(Extracted records)

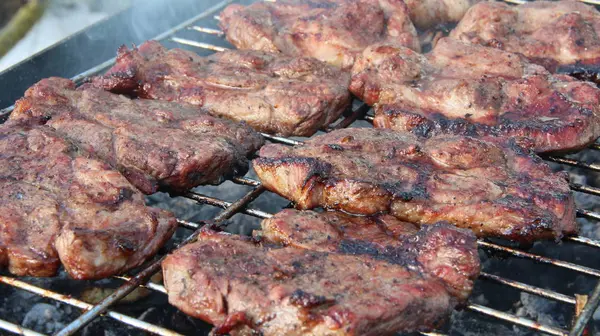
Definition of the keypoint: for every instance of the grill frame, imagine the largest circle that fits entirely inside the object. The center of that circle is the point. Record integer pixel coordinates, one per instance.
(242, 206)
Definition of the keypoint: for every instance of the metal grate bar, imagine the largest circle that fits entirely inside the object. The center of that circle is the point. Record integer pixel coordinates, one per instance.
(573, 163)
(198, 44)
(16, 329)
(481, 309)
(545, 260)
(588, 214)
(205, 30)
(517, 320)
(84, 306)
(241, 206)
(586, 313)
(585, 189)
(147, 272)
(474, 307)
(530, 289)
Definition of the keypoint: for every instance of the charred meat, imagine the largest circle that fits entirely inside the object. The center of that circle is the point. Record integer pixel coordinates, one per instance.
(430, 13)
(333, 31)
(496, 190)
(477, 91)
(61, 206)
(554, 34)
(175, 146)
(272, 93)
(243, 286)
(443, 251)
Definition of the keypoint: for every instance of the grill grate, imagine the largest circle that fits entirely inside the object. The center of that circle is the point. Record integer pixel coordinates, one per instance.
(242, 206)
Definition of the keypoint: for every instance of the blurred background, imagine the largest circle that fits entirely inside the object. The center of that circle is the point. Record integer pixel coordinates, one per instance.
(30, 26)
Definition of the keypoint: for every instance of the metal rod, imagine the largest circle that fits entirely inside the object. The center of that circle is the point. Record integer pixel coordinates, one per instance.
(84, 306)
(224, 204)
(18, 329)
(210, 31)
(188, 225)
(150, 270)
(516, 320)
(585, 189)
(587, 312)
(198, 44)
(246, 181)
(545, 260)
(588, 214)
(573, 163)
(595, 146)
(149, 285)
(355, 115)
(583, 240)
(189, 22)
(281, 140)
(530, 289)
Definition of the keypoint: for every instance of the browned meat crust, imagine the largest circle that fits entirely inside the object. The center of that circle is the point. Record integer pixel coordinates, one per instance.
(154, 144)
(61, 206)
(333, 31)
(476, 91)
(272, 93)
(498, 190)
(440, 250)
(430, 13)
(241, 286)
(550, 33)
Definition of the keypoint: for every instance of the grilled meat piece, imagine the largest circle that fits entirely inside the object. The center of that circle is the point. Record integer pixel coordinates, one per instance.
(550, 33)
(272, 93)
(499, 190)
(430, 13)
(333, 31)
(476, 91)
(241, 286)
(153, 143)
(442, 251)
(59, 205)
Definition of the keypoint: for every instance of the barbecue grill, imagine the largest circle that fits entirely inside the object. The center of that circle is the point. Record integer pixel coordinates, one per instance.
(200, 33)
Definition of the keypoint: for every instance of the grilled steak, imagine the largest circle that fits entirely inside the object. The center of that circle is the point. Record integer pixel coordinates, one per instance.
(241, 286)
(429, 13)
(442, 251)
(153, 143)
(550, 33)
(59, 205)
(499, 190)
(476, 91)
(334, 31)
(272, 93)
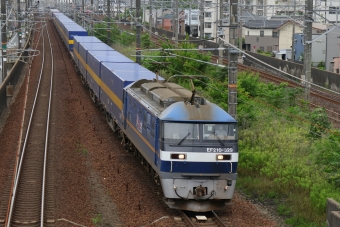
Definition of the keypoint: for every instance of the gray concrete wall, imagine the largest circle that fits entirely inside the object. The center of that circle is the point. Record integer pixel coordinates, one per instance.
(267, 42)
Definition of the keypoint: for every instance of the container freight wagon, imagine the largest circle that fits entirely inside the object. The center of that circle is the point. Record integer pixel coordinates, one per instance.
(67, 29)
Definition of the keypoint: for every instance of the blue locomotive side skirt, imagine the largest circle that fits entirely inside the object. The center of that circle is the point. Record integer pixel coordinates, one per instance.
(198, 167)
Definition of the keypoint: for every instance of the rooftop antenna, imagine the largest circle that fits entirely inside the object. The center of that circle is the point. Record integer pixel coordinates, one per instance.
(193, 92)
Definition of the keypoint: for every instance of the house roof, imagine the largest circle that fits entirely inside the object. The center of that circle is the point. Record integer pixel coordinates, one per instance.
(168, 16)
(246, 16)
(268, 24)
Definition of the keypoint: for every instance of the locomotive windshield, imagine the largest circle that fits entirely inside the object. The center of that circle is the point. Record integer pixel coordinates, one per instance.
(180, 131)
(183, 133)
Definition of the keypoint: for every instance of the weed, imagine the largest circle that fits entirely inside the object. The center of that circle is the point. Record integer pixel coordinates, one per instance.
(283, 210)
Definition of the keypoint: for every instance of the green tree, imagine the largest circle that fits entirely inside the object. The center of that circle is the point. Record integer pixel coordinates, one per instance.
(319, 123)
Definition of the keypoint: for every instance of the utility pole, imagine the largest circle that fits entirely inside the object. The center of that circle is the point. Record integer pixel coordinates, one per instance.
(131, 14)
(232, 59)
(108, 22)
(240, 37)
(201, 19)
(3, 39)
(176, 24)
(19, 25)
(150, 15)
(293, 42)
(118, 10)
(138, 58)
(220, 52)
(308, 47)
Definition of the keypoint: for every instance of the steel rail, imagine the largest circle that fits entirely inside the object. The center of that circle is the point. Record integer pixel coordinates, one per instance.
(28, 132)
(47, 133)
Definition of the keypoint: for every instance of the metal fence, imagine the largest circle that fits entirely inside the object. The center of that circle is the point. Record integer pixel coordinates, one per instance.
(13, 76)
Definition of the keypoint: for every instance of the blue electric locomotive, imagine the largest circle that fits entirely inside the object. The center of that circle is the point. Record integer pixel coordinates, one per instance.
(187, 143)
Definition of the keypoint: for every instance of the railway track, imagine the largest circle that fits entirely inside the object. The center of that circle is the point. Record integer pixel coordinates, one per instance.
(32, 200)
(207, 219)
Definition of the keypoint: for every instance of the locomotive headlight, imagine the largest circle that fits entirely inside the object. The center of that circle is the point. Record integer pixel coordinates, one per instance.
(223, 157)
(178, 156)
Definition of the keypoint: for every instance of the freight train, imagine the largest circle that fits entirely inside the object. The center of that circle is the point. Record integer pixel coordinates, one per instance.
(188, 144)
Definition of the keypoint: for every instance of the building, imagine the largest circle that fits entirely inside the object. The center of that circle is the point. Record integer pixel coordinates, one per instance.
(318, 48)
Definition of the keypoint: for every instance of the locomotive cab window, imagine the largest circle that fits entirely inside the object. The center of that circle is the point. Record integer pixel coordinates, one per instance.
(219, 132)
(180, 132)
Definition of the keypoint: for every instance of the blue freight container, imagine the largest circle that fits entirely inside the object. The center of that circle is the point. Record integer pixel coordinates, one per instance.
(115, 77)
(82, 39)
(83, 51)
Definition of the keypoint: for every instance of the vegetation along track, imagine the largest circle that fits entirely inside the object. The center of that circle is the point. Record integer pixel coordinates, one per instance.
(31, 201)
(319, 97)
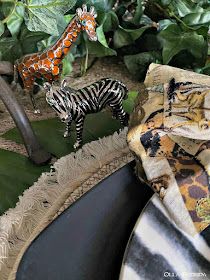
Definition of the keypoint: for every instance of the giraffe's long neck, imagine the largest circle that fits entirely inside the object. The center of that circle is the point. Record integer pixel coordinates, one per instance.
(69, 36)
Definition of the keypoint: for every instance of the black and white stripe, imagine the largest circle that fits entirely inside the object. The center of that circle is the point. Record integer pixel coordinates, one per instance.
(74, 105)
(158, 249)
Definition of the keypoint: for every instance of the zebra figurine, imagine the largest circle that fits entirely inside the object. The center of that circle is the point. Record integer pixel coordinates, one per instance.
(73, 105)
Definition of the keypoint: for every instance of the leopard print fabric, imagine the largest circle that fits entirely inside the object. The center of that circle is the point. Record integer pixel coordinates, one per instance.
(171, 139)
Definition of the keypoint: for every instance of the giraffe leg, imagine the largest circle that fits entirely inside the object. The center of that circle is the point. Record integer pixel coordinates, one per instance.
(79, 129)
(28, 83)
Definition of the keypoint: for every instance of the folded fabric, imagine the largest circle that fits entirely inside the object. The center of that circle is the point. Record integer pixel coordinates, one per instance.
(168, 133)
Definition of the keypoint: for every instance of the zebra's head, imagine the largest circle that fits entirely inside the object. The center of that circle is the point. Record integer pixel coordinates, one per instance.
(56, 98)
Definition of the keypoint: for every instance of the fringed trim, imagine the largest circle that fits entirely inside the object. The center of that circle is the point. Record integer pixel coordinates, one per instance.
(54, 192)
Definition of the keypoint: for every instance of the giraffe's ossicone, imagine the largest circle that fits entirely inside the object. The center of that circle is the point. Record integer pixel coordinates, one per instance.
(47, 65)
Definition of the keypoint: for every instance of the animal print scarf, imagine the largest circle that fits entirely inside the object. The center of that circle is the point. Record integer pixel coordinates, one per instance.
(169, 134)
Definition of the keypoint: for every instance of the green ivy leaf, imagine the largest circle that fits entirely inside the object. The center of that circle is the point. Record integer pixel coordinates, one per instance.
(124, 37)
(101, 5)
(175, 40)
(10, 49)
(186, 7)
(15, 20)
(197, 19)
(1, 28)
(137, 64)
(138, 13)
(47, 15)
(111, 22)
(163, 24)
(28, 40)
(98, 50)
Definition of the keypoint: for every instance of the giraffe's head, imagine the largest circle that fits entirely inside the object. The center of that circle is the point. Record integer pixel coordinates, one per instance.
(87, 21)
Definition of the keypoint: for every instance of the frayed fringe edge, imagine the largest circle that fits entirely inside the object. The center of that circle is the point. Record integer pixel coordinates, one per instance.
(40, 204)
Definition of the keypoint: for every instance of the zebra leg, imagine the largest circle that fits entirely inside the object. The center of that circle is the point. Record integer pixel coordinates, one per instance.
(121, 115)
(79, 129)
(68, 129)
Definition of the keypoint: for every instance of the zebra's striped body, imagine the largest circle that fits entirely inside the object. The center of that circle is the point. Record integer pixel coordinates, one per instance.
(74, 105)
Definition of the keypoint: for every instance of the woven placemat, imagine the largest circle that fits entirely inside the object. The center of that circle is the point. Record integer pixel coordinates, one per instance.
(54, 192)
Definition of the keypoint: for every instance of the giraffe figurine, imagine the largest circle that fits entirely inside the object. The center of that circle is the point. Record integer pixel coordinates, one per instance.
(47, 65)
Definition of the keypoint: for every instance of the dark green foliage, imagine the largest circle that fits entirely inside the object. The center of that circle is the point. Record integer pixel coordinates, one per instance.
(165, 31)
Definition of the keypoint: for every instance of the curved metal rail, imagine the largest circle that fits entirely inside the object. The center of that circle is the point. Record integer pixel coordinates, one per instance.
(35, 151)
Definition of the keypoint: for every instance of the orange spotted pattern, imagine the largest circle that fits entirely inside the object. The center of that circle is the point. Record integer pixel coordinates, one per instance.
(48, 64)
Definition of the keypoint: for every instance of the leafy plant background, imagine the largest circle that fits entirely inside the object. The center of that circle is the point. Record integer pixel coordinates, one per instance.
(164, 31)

Exercise aim:
Begin with the line containing "Definition of the keypoint: for every instance of the dark" and repeat each line exactly until the records above end.

Worked solution:
Definition of the keypoint: for every instance of the dark green foliage, imagine the largest circle that fits entirely inside the object. The center of that circle is the point. Record integer pixel coordinates, one per instance.
(165, 31)
Definition of the keypoint: for every instance of the curved metal rail, imagine the largest circle that fits entirely inside the object. The center of that circle is the point. Record integer pixel coordinates, one per instance.
(35, 151)
Definition of the keypoint: for every instance of the orange spotted pattern, imagine the largest circle that fits entirely inside the object. The center of that circle is the point. Record integer pixel coordinates, one per instance.
(48, 64)
Definition of the keypoint: for every instance of the leafy plant background, imagine the largest circle that fits entirely inside the object. The center of that circle is the point. Record integer pixel coordinates, one per instance.
(164, 31)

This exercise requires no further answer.